◆ **SOURCE TEXT**:

THE ERA OF CHEAP FOOD MAY BE OVER

I just finished reading “A Warming Planet Struggles to Feed Itself” written by Justin Gillis and published in the New York Times on June 4, 2011. The title pretty much gives you the gist of this long but very worthwhile piece. Gillis notes how weather disasters are responsible for failed harvests all across the planet. For example: Floods in the United States, drought in Australia, and extreme heat waves in Europe and Russia. Farmers all over the world, from Mexico to India, are seeing their crops damaged by “emerging pests and diseases and by blasts of heat beyond anything they remember.” Most scientists believe that climate change is, by and large, responsible for this and that climate change is “helping” to destabilize Earth’s food system.

As a result, consumption of wheat, rice, corn, and soybeans—the foods that pretty much feed the world—has outstripped production for most of the past decade. Stockpiles are going down. Prices are going up, pinching those of us in rich countries and bringing hunger to millions of people in poor countries.

According to agricultural experts, in the upcoming decades farmers “will need to withstand whatever climate shocks come their way while roughly doubling the amount of food they produce to meet rising demand.” (The population is projected to reach 10 billion by the end of the century.) At the same time, farmers also need to reduce the environmental damage that can come with farming. To produce more food while causing less environmental damage is a tall order indeed.

While Gillis expresses the hope that we can develop crops to meet the challenges brought by climate change—there is a type of rice that can withstand floods by waiting until the water recedes before germinating—there is no denying that this is a sobering article. Who knows what the eventual outcome will be? None of us can see into the future. Maybe ingenuity, creativity, and innovation will help us get through the approaching era of climate chaos and an ever-increasing population. I sure hope so.

I just wish that the leaders of the world would take this problem more seriously, that they would start addressing the problem right now, this minute, and not delay the way they usually do.

◆ **INFORMATION**:
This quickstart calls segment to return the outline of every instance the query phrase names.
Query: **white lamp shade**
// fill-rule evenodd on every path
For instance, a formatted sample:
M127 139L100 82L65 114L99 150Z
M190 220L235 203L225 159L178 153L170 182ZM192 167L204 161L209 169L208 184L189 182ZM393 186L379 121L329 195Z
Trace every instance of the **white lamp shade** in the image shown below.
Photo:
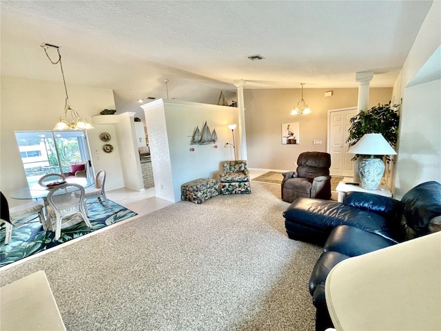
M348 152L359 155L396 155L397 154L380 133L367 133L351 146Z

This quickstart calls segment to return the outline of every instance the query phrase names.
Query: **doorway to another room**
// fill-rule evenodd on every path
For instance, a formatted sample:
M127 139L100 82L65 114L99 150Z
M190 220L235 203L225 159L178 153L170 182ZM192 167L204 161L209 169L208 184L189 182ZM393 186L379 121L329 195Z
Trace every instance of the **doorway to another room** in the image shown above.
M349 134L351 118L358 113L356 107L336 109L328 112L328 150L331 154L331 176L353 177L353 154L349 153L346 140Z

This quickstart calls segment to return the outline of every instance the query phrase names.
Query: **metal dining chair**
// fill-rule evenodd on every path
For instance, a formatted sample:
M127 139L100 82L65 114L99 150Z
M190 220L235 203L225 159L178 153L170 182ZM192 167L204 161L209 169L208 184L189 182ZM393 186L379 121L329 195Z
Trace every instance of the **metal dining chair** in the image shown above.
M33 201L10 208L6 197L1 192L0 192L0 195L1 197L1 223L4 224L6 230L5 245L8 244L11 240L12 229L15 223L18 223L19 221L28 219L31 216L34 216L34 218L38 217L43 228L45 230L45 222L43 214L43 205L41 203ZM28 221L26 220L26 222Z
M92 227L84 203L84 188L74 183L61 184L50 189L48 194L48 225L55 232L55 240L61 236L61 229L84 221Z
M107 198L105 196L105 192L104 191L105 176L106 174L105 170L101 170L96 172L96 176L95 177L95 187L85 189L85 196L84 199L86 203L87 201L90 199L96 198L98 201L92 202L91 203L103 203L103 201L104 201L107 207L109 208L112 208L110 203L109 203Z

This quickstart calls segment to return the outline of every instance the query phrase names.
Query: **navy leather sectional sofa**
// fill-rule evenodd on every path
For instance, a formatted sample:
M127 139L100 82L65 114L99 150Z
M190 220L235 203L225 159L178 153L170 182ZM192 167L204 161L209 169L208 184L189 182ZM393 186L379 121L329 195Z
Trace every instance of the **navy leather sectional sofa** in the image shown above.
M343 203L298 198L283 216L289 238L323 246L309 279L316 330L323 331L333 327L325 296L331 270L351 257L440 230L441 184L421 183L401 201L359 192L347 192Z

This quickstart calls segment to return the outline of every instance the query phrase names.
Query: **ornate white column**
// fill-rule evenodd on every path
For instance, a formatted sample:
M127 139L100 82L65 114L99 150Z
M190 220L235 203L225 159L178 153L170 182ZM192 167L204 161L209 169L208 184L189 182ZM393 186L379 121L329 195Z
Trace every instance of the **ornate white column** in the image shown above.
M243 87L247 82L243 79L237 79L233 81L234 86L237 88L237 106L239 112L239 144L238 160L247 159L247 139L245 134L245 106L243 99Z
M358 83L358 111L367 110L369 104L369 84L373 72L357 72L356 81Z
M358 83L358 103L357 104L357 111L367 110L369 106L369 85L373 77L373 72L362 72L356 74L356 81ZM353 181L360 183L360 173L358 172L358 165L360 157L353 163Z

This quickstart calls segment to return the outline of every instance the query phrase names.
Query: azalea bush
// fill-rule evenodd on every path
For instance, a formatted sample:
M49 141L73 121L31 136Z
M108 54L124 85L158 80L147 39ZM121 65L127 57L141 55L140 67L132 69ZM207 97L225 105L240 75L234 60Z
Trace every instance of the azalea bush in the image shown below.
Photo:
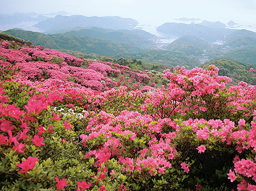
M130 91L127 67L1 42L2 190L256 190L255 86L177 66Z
==
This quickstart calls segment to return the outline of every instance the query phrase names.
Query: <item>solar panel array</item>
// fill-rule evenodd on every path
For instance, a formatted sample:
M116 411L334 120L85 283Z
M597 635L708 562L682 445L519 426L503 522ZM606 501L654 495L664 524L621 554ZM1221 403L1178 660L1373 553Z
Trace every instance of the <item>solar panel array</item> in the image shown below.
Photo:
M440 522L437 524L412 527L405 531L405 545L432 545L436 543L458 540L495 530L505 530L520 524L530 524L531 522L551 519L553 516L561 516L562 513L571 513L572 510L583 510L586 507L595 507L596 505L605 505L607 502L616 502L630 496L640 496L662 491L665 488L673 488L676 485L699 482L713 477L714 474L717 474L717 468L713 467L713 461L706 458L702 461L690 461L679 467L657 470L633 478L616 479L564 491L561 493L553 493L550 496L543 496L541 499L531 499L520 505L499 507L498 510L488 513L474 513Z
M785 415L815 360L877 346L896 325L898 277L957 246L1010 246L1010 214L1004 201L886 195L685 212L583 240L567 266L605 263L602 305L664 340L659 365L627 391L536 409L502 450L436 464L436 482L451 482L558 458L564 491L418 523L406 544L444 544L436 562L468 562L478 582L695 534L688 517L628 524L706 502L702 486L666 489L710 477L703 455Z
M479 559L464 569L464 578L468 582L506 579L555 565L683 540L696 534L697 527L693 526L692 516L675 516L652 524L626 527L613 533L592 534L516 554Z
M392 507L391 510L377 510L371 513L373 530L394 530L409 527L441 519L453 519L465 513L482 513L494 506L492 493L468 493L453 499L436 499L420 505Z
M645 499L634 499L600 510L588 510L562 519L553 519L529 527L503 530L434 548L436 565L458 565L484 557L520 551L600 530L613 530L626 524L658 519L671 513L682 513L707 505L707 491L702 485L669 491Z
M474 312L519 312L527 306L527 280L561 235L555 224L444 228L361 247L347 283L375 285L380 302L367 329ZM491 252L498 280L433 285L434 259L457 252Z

◆ **EXERCISES**:
A: For each statement below, say whether it agrees with the passage on the end of cheap food. Answer yes or no, and quote the passage's deciding words.
(i) The piece by Justin Gillis appeared in the New York Times on June 4, 2011.
(ii) Stockpiles of staple foods have been growing.
(iii) The population is expected to reach 10 billion by the end of the century.
B: From the passage on the end of cheap food, extract the section starting at "I just finished" and ending at "Earth’s food system.".
C: According to the passage on the end of cheap food, how does the type of rice it mentions withstand floods?
Answer from the passage on the end of cheap food alone.

◆ **WRITTEN RESPONSES**:
A:
(i) Yes: "published in the New York Times on June 4, 2011"
(ii) No: "Stockpiles are going down."
(iii) Yes: "The population is projected to reach 10 billion by the end of the century."

B:
I just finished reading “A Warming Planet Struggles to Feed Itself” written by Justin Gillis and published in the New York Times on June 4, 2011. The title pretty much gives you the gist of this long but very worthwhile piece. Gillis notes how weather disasters are responsible for failed harvests all across the planet. For example: Floods in the United States, drought in Australia, and extreme heat waves in Europe and Russia. Farmers all over the world, from Mexico to India, are seeing their crops damaged by “emerging pests and diseases and by blasts of heat beyond anything they remember.” Most scientists believe that climate change is, by and large, responsible for this and that climate change is “helping” to destabilize Earth’s food system.

C: It waits until the water recedes before germinating.